### Given exercise
Please render every line of the data below as a JSON list of strings, one string per line, and leave out any blank lines.

--

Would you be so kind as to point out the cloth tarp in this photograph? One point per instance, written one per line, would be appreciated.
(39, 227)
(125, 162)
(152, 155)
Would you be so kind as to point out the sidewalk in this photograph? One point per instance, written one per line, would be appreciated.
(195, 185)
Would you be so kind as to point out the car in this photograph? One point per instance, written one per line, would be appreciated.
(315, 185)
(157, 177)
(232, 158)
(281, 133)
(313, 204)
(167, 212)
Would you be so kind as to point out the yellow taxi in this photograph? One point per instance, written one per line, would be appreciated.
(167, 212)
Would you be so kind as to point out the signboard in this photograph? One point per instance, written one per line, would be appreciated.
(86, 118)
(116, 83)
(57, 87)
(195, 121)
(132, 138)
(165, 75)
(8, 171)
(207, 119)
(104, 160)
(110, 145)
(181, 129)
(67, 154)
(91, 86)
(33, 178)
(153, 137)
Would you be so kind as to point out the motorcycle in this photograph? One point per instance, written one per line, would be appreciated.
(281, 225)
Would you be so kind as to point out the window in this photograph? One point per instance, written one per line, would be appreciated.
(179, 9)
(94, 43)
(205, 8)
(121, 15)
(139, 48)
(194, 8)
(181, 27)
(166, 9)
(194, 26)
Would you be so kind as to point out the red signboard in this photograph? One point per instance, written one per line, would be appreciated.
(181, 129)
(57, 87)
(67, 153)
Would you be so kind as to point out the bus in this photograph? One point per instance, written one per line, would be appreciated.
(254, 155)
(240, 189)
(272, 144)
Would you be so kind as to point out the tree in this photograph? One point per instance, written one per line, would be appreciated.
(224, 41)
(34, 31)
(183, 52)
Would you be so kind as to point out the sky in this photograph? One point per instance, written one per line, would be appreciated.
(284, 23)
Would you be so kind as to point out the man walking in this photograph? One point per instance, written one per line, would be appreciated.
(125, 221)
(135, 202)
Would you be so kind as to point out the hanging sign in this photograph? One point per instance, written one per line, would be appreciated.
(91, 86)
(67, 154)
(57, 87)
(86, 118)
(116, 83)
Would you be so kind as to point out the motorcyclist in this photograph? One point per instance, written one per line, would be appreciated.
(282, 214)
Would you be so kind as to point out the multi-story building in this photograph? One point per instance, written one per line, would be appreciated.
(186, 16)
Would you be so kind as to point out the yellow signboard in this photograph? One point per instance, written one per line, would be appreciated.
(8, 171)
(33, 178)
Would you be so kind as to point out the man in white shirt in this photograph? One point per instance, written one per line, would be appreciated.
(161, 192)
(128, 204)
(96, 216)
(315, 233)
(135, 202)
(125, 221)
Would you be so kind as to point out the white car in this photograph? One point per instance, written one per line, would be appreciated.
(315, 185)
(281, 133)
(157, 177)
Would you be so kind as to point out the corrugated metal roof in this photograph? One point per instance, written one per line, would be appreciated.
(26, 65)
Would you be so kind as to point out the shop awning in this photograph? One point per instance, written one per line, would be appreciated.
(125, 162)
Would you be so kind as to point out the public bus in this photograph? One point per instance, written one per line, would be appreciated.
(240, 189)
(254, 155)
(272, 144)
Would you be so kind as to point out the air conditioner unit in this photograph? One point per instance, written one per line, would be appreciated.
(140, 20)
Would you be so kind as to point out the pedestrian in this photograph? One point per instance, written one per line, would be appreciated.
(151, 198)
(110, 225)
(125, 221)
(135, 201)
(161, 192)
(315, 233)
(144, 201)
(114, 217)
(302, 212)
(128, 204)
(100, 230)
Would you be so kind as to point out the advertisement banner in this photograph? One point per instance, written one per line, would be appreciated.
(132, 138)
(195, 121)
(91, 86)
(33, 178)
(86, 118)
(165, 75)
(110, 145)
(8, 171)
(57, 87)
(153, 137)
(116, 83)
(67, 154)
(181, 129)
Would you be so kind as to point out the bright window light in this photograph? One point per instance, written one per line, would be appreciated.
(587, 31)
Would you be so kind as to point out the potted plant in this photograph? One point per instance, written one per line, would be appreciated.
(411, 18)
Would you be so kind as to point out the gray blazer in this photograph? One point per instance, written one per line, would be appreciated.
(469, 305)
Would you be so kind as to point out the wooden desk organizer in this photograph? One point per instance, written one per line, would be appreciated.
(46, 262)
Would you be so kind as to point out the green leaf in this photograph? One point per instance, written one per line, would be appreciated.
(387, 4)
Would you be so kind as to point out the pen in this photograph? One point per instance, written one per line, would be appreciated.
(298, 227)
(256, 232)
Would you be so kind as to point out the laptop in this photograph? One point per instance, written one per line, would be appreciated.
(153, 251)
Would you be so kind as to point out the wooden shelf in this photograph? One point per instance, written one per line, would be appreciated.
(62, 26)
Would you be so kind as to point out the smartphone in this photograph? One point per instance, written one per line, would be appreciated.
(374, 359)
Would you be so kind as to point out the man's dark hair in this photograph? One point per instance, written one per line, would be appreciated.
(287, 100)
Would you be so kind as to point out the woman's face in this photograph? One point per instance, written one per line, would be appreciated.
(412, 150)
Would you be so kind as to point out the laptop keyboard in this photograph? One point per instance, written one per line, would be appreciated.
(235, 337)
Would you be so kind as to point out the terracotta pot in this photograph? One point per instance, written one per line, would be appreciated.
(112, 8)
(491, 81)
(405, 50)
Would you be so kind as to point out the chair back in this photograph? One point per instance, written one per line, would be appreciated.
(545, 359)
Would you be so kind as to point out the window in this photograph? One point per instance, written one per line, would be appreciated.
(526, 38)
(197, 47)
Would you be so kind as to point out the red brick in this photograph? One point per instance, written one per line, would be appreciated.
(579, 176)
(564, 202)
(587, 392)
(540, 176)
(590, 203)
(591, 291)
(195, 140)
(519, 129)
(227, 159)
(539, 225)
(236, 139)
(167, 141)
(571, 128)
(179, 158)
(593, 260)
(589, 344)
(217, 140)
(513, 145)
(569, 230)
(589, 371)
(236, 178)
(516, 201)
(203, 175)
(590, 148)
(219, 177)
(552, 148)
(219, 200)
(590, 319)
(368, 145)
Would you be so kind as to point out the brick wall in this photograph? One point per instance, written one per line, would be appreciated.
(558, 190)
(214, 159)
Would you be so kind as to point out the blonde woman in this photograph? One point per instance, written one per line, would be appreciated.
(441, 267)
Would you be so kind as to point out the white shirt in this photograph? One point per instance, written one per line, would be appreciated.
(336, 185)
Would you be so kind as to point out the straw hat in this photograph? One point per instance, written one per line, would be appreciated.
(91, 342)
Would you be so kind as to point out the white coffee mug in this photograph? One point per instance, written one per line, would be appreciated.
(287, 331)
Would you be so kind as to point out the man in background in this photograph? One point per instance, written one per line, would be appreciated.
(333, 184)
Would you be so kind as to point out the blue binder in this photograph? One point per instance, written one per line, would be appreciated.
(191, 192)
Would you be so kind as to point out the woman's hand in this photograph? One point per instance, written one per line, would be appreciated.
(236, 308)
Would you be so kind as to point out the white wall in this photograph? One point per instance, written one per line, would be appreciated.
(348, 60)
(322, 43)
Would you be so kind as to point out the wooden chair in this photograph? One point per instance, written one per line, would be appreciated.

--

### Task result
[
  "Would you be so kind as to point out the cloth tarp in this photograph? One point per instance, written one per line, would be appreciated.",
  "(39, 227)",
  "(125, 162)",
  "(152, 155)",
  "Would you be so kind as to point out the sidewalk in this photograph? One point per instance, written one per line, would be appreciated.",
  "(195, 185)",
  "Would you be so kind as to point out the car in this photograph? One point per instance, written one per line, would be appreciated.",
  "(315, 185)",
  "(157, 177)",
  "(232, 158)",
  "(281, 133)",
  "(313, 204)",
  "(167, 212)",
  "Would you be so kind as to point out the yellow taxi in this photograph? One point per instance, written one per line, would be appreciated.",
  "(167, 212)",
  "Would you be so kind as to point out the signboard in this photograph? One point per instance, written one per line, would be appreciated.",
  "(86, 118)",
  "(116, 83)",
  "(57, 87)",
  "(195, 121)",
  "(132, 138)",
  "(165, 75)",
  "(8, 171)",
  "(207, 119)",
  "(104, 160)",
  "(110, 145)",
  "(181, 129)",
  "(67, 154)",
  "(91, 86)",
  "(33, 178)",
  "(153, 137)",
  "Would you be so kind as to point out the motorcycle in this photograph? One point per instance, written one per line, would be appreciated.",
  "(281, 225)",
  "Would you be so kind as to point out the window in this photograph? One point per instance, written one per line, would be appreciated.",
  "(179, 9)",
  "(94, 43)",
  "(205, 8)",
  "(121, 15)",
  "(139, 48)",
  "(194, 8)",
  "(181, 27)",
  "(166, 9)",
  "(194, 26)",
  "Would you be so kind as to point out the red signboard in this photograph? One point per instance, written one per line, would be appreciated.",
  "(181, 129)",
  "(57, 87)",
  "(67, 153)",
  "Would you be so kind as to point out the bus in this photograph? One point per instance, written one per line, would be appreciated.",
  "(254, 155)",
  "(240, 189)",
  "(272, 144)",
  "Would you be so kind as to point out the tree in this photograph? One point per instance, written one per line, would be appreciated.",
  "(224, 41)",
  "(34, 31)",
  "(183, 52)",
  "Would you be so kind as to point out the sky in this photograph? One point per instance, written one per line, would be appreciated.",
  "(284, 23)",
  "Would you be so kind as to point out the man walking in this photograph? One point per instance, written one per line, would be appreciated.",
  "(125, 221)",
  "(135, 202)",
  "Would you be so kind as to point out the hanging sign in this photograph? One point per instance, written one per line, would be appreciated.",
  "(91, 86)",
  "(67, 154)",
  "(57, 87)",
  "(86, 118)",
  "(116, 83)",
  "Would you be so kind as to point out the motorcyclist in this photograph? One point per instance, written one per line, would be appreciated.",
  "(282, 214)",
  "Would you be so kind as to point out the multi-story building in this photograph? One point per instance, written one per line, would be appreciated.",
  "(186, 16)",
  "Would you be so kind as to point out the yellow signboard in this photograph? One point per instance, written one per line, would be appreciated.",
  "(8, 171)",
  "(33, 178)",
  "Would you be so kind as to point out the man in white shirt in this photograph? One point per instance, written one per line, would be appreciated.",
  "(161, 192)",
  "(128, 204)",
  "(96, 216)",
  "(315, 233)",
  "(135, 202)",
  "(125, 221)",
  "Would you be so kind as to point out the white car in this photograph? One point per instance, written one per line, would be appreciated.",
  "(315, 185)",
  "(281, 133)",
  "(157, 177)",
  "Would you be so kind as to point out the corrugated metal roof in this photograph? One point per instance, written one per line, would be appreciated.",
  "(26, 65)",
  "Would you be so kind as to point out the shop awning in this photograph? One point per instance, written one per line, would be appreciated.",
  "(125, 162)",
  "Would you be so kind as to point out the public bus in this photograph? One point per instance, written one per line, would be appreciated.",
  "(240, 189)",
  "(254, 155)",
  "(272, 144)",
  "Would you be so kind as to point out the air conditioner unit in this photograph? One point per instance, written one per line, would be appreciated.",
  "(140, 20)",
  "Would you be so kind as to point out the pedestrian in this photograph? One point per instance, written one per line, would be appreciated.",
  "(151, 198)",
  "(110, 225)",
  "(125, 221)",
  "(135, 201)",
  "(161, 192)",
  "(315, 233)",
  "(144, 201)",
  "(114, 217)",
  "(302, 212)",
  "(128, 204)",
  "(100, 230)",
  "Would you be so kind as to point out the advertisement banner in this photograph? One point per instance, written one per line, would be appreciated.",
  "(132, 138)",
  "(195, 121)",
  "(91, 86)",
  "(33, 178)",
  "(86, 118)",
  "(165, 75)",
  "(110, 145)",
  "(8, 171)",
  "(57, 87)",
  "(153, 137)",
  "(116, 83)",
  "(67, 154)",
  "(181, 129)",
  "Would you be so kind as to point out the bright window light in this photograph? One point per instance, written one per line, would be appreciated.",
  "(587, 31)",
  "Would you be so kind as to point out the potted plant in this photograph? One point per instance, written one per line, would be appreciated.",
  "(411, 18)",
  "Would you be so kind as to point out the gray blazer in this photograph? One point per instance, written one per line, would be appreciated.",
  "(469, 305)",
  "Would you be so kind as to point out the wooden desk organizer in this photograph? One point per instance, written one per line, would be appreciated.",
  "(46, 262)",
  "Would you be so kind as to point out the green leaf in this photograph? One point per instance, written one per line, would be appreciated.",
  "(387, 4)",
  "Would you be so kind as to point out the pen in this photograph? One point per instance, written one per line, would be appreciated.",
  "(298, 227)",
  "(256, 232)",
  "Would you be so kind as to point out the laptop in this photograph? One point per instance, written one per line, would be appreciated.",
  "(153, 251)",
  "Would you be so kind as to point out the wooden shelf in this photograph? One point per instance, written one per line, would be appreciated.",
  "(62, 26)",
  "Would you be so kind as to point out the smartphone in this photograph? One point per instance, written one per line, would be appreciated.",
  "(374, 359)",
  "Would you be so kind as to point out the man's dark hair in this photograph? One point per instance, written one per line, would be appreciated.",
  "(287, 100)",
  "Would you be so kind as to point out the woman's face in this photograph? One point per instance, written one per line, would be appreciated.",
  "(412, 150)",
  "Would you be so kind as to point out the laptop keyboard in this photograph? One point per instance, written one per line, would be appreciated.",
  "(235, 337)",
  "Would you be so kind as to point out the terracotta pot in this photograph? One point per instance, written one per line, would be appreciated.",
  "(112, 8)",
  "(491, 81)",
  "(405, 50)",
  "Would you be so kind as to point out the chair back in this photograph? One point per instance, written one per line, would be appreciated.",
  "(545, 359)",
  "Would you be so kind as to point out the window in this photograph? One point per instance, written one per line, would be appreciated.",
  "(526, 38)",
  "(197, 47)",
  "Would you be so kind as to point out the red brick in this photograph? One point per instance, written one per line, would be appreciated.",
  "(579, 176)",
  "(564, 202)",
  "(587, 392)",
  "(540, 176)",
  "(590, 203)",
  "(591, 291)",
  "(195, 140)",
  "(519, 129)",
  "(227, 159)",
  "(539, 225)",
  "(236, 139)",
  "(167, 141)",
  "(571, 128)",
  "(179, 158)",
  "(593, 260)",
  "(589, 344)",
  "(217, 140)",
  "(513, 145)",
  "(569, 230)",
  "(589, 371)",
  "(236, 178)",
  "(516, 201)",
  "(203, 175)",
  "(590, 148)",
  "(219, 177)",
  "(552, 148)",
  "(219, 200)",
  "(590, 319)",
  "(368, 145)",
  "Would you be so kind as to point out the brick wall in this photograph? One point per instance, written one per line, would be appreciated.",
  "(558, 190)",
  "(214, 159)",
  "Would you be so kind as to point out the blonde woman in this photograph? One point per instance, written one per line, would be appreciated.",
  "(441, 267)",
  "Would you be so kind as to point out the white shirt in this photograph? One point per instance, written one per line, would be appreciated.",
  "(336, 185)",
  "Would you be so kind as to point out the straw hat in this photograph? One point per instance, written one per line, would be appreciated.",
  "(91, 342)",
  "Would you be so kind as to point out the white coffee mug in this photograph? One point per instance, written one per line, would be appreciated.",
  "(287, 331)",
  "Would you be so kind as to point out the man in background in this photograph? One point per instance, written one per line, would be appreciated.",
  "(333, 184)",
  "Would you be so kind as to point out the blue binder in this photograph? One point per instance, written one per line, would be appreciated.",
  "(191, 192)",
  "Would you be so kind as to point out the woman's hand in this photograph? One point per instance, written one per line, would be appreciated.",
  "(236, 308)",
  "Would you be so kind as to point out the white wall in this photograph? One point per instance, written one per line, would be appreciated.",
  "(348, 60)",
  "(322, 43)",
  "Would you be so kind as to point out the wooden chair in this photograph? One point per instance, written one per line, would be appreciated."
]